Return every line in the data below that contains the word "stadium", paying attention to case.

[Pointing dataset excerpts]
┄┄┄┄┄┄

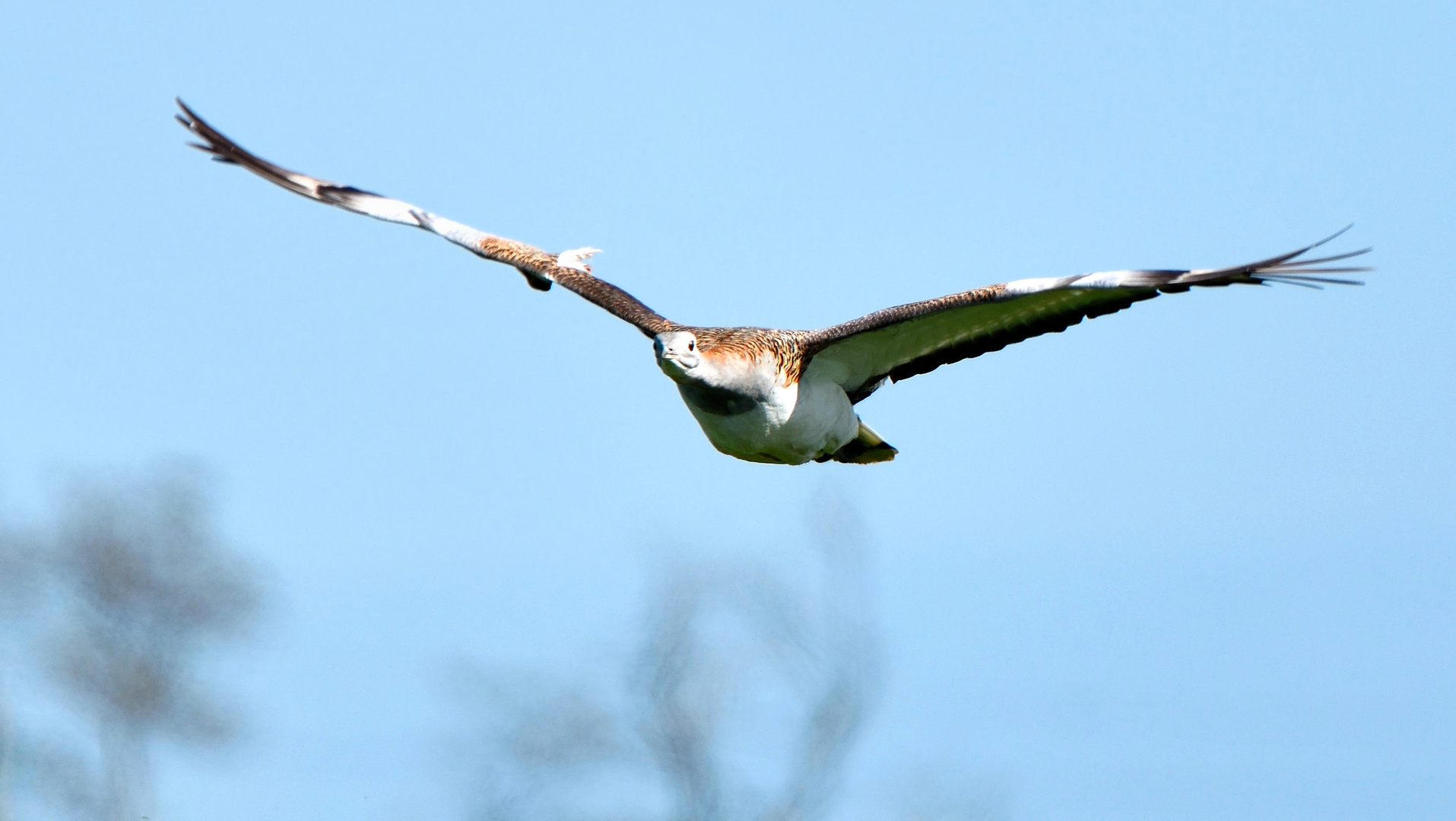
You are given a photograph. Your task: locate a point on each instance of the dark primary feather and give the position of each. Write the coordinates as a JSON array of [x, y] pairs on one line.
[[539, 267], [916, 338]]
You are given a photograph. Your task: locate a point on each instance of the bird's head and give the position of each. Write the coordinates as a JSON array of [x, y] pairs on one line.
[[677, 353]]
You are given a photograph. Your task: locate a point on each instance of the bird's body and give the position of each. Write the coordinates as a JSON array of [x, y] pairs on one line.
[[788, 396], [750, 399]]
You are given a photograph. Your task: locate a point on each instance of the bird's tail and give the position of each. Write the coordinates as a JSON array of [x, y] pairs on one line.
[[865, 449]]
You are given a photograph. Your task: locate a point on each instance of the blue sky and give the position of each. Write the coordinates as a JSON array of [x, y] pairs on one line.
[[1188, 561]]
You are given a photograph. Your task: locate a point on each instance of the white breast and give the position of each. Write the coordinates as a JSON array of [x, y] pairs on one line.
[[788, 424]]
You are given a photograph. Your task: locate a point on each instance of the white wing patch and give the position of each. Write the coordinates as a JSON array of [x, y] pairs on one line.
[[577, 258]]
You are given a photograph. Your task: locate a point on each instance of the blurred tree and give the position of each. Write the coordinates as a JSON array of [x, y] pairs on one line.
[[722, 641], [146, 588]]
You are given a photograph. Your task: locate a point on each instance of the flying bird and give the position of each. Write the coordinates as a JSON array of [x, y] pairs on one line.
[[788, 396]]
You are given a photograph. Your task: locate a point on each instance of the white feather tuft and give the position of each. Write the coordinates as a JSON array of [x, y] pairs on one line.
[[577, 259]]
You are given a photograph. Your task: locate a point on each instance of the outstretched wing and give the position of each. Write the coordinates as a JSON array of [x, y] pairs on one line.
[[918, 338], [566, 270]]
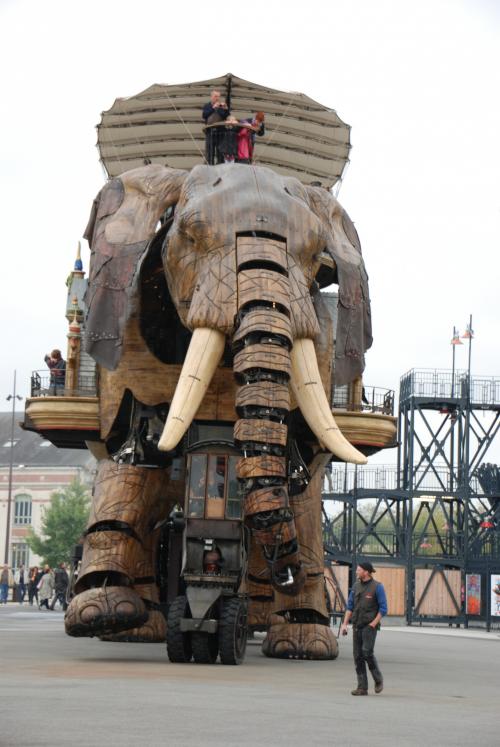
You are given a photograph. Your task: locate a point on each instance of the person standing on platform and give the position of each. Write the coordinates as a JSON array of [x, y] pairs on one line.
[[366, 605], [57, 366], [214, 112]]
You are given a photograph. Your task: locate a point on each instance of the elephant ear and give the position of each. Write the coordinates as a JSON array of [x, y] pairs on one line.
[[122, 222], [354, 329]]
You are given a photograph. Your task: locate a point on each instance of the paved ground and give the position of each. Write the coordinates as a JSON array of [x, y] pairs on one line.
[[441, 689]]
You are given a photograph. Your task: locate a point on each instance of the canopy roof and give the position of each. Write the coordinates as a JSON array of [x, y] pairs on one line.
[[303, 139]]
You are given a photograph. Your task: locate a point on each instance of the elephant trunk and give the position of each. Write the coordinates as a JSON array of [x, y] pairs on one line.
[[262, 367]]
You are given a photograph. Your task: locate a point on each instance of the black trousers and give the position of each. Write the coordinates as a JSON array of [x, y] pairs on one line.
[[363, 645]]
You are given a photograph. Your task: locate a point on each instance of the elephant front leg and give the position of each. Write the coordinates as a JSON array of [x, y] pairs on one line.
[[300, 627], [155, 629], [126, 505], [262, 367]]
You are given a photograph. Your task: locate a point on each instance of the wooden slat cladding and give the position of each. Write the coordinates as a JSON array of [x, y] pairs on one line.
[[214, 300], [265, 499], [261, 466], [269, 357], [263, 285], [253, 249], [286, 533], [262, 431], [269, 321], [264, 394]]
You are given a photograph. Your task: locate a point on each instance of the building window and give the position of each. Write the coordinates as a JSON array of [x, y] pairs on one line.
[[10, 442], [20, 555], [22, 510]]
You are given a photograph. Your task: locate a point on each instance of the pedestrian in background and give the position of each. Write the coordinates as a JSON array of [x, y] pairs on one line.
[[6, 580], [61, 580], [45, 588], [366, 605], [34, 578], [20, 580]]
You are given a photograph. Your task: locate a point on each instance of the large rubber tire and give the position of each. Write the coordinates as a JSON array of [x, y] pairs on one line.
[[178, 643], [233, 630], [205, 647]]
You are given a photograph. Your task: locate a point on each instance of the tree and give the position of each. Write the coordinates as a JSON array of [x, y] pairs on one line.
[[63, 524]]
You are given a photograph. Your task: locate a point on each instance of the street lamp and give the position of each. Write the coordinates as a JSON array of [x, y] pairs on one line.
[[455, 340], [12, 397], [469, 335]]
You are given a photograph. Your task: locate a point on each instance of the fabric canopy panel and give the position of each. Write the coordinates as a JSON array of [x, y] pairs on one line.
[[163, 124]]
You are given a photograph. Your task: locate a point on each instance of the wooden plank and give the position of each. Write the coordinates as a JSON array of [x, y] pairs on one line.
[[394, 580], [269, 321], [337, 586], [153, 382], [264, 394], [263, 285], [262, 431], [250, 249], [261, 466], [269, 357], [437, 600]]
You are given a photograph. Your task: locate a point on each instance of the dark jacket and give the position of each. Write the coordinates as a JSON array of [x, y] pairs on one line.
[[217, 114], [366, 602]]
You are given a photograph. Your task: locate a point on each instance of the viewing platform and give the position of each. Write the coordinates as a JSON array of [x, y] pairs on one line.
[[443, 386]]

┄┄┄┄┄┄

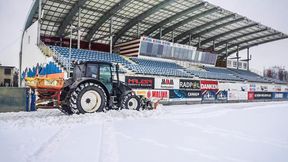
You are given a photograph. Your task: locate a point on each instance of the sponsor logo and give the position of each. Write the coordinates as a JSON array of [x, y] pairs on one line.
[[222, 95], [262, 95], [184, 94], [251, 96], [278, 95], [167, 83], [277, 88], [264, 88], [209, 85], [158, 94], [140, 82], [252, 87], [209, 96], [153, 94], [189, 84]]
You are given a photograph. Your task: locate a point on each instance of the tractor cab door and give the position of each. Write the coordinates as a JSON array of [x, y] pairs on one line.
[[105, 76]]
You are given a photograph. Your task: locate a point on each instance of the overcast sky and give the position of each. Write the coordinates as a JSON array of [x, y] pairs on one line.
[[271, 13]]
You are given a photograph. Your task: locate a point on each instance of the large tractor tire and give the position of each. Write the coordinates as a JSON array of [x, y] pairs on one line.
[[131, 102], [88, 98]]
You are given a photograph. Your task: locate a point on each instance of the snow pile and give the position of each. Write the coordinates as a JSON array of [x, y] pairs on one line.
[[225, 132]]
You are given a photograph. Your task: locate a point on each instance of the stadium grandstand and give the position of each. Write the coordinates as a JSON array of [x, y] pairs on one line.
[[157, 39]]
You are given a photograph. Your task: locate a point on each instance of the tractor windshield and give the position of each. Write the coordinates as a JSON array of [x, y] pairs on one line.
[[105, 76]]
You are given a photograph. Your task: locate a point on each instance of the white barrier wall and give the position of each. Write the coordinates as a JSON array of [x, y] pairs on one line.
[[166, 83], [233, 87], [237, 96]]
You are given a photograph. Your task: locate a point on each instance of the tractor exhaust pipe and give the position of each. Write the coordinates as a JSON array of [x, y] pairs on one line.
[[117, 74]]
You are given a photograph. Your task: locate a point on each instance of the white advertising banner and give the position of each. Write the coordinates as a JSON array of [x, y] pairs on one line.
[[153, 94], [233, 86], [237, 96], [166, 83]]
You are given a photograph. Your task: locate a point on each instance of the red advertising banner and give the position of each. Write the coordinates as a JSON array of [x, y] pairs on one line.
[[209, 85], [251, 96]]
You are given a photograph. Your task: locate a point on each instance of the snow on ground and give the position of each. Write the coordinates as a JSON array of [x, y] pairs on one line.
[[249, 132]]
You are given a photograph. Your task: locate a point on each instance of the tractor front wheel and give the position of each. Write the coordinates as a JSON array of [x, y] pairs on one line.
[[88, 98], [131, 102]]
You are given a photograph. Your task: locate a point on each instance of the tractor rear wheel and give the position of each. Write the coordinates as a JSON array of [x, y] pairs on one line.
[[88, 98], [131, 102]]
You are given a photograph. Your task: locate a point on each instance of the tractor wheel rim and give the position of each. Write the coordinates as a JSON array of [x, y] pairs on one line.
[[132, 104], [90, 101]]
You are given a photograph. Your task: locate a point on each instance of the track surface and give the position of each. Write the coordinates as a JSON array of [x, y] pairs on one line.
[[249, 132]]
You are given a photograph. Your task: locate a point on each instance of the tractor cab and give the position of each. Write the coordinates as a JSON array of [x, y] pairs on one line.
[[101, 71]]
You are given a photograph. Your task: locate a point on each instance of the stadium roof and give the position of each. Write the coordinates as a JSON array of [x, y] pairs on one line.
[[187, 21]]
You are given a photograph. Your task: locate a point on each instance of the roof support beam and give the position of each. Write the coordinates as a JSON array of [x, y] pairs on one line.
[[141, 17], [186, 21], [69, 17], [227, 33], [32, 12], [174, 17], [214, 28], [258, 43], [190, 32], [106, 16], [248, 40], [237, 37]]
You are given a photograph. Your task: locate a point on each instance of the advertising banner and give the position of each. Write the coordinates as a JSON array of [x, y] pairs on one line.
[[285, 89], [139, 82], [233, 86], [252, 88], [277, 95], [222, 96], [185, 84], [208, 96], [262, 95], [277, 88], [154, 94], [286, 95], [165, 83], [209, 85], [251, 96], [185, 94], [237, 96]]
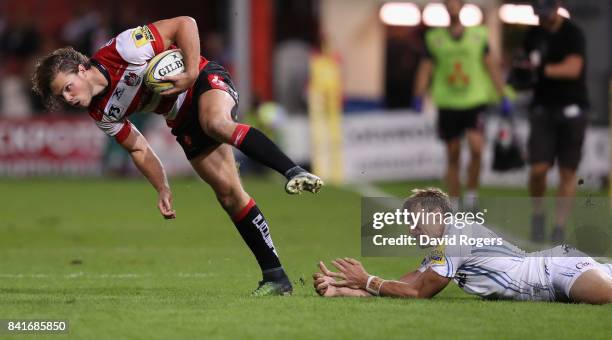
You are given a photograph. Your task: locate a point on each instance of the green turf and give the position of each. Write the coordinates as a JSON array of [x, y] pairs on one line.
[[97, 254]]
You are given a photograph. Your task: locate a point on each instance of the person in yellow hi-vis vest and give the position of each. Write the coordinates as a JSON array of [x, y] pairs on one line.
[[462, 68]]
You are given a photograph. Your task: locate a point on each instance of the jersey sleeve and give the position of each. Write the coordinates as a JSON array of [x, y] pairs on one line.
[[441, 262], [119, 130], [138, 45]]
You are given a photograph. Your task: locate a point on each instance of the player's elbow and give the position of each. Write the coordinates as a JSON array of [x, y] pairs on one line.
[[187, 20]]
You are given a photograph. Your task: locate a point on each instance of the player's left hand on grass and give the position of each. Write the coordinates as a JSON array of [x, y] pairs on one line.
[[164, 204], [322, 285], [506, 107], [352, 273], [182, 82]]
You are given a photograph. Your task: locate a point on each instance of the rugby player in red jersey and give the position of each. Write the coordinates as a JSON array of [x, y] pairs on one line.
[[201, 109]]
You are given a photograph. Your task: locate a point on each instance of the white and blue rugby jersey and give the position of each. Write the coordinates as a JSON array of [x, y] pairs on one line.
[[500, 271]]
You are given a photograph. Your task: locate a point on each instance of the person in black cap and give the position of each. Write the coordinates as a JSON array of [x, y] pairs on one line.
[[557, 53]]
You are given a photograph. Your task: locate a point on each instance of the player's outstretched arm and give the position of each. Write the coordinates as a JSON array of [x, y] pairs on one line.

┄┄┄┄┄┄

SOLUTION TO THIS EXERCISE:
You are given a photograph. Your task: locate a point on each instance of the stadium grandstand and give the position of each. Write the coordinates as a JSON array of [x, y] pairs on one line.
You are given a photograph. Your task: locate a point on each instance of the stadium roof and give the position of each. Write the coordinates as a JSON array of [x, y] pairs on one line.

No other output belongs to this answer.